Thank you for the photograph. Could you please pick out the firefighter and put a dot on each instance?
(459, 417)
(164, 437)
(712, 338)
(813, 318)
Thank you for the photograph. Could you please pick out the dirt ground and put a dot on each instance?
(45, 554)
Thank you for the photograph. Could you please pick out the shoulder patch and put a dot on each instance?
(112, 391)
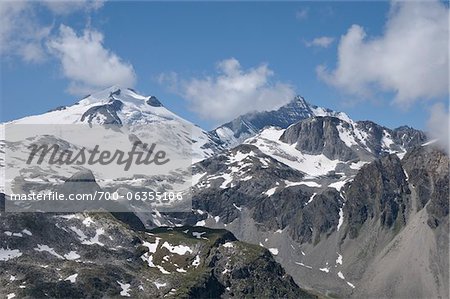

■ Exercise details ■
The data must be reproduced exactly, and no picture may appear in the copy.

■ Result ■
Thank you for the photograph. Could you please pick out the firefighter and put a dot on each instance?
(459, 417)
(164, 437)
(712, 338)
(813, 318)
Thank you for the photograph. Could you please pick out the dirt ground and put a dot on each instance?
(45, 554)
Thank you for the photograph. Could you please pick out the shoulder patch and put a dot on each instance?
(112, 391)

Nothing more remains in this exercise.